### Listed entries

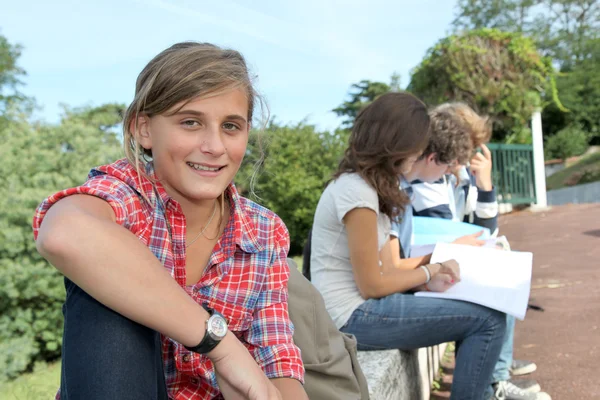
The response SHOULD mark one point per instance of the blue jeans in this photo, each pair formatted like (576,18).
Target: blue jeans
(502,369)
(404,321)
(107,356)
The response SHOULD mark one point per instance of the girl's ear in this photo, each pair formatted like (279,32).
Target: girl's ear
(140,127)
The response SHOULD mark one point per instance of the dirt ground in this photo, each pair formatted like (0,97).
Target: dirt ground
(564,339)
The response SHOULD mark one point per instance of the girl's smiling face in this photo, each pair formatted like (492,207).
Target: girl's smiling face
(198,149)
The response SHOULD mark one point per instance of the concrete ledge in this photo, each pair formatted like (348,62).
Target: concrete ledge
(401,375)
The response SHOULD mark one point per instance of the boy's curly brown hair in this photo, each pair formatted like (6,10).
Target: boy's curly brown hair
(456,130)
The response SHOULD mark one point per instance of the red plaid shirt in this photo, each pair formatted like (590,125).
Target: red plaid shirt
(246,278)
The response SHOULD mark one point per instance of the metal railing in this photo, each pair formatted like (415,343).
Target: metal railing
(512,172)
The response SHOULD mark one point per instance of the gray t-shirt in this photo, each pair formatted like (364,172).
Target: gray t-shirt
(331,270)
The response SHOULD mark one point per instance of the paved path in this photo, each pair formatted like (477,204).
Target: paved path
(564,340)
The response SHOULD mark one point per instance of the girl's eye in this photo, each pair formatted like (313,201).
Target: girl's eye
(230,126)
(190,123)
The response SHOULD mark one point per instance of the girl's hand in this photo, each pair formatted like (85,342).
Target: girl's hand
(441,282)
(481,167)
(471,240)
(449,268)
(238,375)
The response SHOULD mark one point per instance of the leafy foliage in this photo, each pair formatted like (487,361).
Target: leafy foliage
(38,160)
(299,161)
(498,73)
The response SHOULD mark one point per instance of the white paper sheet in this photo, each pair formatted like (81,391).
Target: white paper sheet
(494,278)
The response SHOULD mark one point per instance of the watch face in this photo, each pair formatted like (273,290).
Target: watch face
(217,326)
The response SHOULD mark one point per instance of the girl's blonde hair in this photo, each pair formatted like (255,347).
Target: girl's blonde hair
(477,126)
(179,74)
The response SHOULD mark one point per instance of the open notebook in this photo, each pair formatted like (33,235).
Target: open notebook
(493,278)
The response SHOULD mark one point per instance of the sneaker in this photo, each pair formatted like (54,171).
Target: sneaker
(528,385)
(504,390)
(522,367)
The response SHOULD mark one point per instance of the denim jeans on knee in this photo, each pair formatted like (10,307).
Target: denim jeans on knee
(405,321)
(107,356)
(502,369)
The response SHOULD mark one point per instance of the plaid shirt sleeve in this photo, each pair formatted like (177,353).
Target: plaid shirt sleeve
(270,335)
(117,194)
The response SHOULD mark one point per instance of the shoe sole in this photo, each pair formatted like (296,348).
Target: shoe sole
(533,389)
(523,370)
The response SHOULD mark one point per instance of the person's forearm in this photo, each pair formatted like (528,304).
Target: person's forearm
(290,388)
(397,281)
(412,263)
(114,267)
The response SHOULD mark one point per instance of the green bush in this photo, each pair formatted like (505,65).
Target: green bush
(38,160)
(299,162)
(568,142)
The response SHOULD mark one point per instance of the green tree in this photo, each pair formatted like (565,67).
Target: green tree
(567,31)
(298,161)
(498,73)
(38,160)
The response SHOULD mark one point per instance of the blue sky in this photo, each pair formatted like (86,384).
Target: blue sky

### Do this
Write out every line of the records above as a numbered list, skipping blank lines and leaving out the pictures.

### Exercise result
1. The response SHOULD mark one point per instance of the blue jeans in this photo, each pair formatted like (576,18).
2. Target: blue jeans
3. (502,369)
4. (404,321)
5. (107,356)
6. The response SHOULD mark one point per instance of the girl's ear in this photo, each pair formatted like (279,32).
7. Target: girl's ear
8. (140,127)
9. The response SHOULD mark one point per instance of the dirt ground in this photo, each pair formatted like (0,97).
10. Target: dirt ground
11. (564,339)
12. The response SHOULD mark one point per instance of the girl's smiling face in this photo, each pair formatted like (492,207).
13. Target: girl's smiling face
14. (198,149)
15. The response SHOULD mark one point per instance of the concrete ledge in this photo, each pair formatted like (348,62).
16. Target: concrete ledge
17. (401,375)
18. The response SHOULD mark one point per instance of the boy's curly brown hair in this photo, each pair formatted like (6,10).
19. Target: boy's curly brown hair
20. (456,130)
21. The response SHOULD mark one point per instance of the red plaid shirt in this photo, each pair formatted like (590,125).
22. Target: red plaid shirt
23. (246,278)
24. The response SHOULD mark one point per instance of the metal railing in this photo, each pair formatted like (415,343).
25. Target: metal railing
26. (512,172)
27. The response SHOULD mark one point per instance of the gray t-shirt in this photo, each pair formatted like (364,172).
28. Target: gray t-shirt
29. (331,270)
30. The response SHOULD mark one point per instance of the paved path in this photo, each pair formatted like (477,204).
31. Target: paved path
32. (564,340)
33. The response SHOULD mark one point per instance of the girl's eye in this photo, each pair formatted like (313,201).
34. Target: girl's eye
35. (230,126)
36. (190,123)
37. The response SHOULD mark one point per instance of the girl's hand in this photo, each pair formatted like (85,342).
38. Target: girl's hand
39. (441,282)
40. (481,167)
41. (471,240)
42. (449,268)
43. (238,375)
44. The response SHOULD mark one point per instance of the leafy foliage in this photo, each pair formatted like (487,361).
45. Target: leafy foliage
46. (38,160)
47. (299,161)
48. (498,73)
49. The response SHOULD mark one point per instance of the white paper sheet in this photo, each pair formatted like (81,391).
50. Target: white paper sheet
51. (494,278)
52. The response SHOULD mark one point per instance of the watch face in this photo, each pair formatted like (273,290).
53. Target: watch face
54. (217,326)
55. The response SHOULD mark one point per instance of the girl's blonde hair in this photo, each pair formatted like (255,347).
56. Target: girl's blonde hair
57. (477,126)
58. (179,74)
59. The response SHOULD mark one point per instance of the open notebook in this photo, each pair formatted like (33,235).
60. Target: open notebook
61. (493,278)
62. The response SHOULD mark one point per instance of the sneaker in this photo, each pair formatted like (54,171).
63. Target: sneaker
64. (528,385)
65. (504,390)
66. (522,367)
67. The response SHOULD mark one point per instance of the denim jeans on knee in this photo, each pair formatted like (10,307).
68. Target: denim jeans on knee
69. (405,321)
70. (107,356)
71. (502,369)
72. The response SHOULD mark one point per instance of the plaid shirt sleeve in this photo, each pair formatted like (177,353).
73. Target: plaid shirt sleeve
74. (270,335)
75. (117,194)
76. The response SHOULD mark one point per instance of the shoe sole in this photo, each pair formatted like (296,348).
77. Target: shoe sole
78. (533,389)
79. (523,370)
80. The response SHOULD mark one point per instance of the person's forearm in this photo, each pair formatted like (528,304).
81. Target: person's forearm
82. (290,388)
83. (397,281)
84. (412,263)
85. (114,267)
86. The response SHOULD mark one point per instance of the green bush in this photo, each pair formatted like (505,65).
87. Target: green bush
88. (38,160)
89. (299,162)
90. (568,142)
91. The response SHOULD mark one point per instance of the green tree in this photo, each pair formatted like (565,67).
92. Target: green tree
93. (567,31)
94. (298,161)
95. (498,73)
96. (38,160)
97. The response SHOULD mark one point per instance of the blue sky in this photo, each pair formatted like (86,384).
98. Target: blue sky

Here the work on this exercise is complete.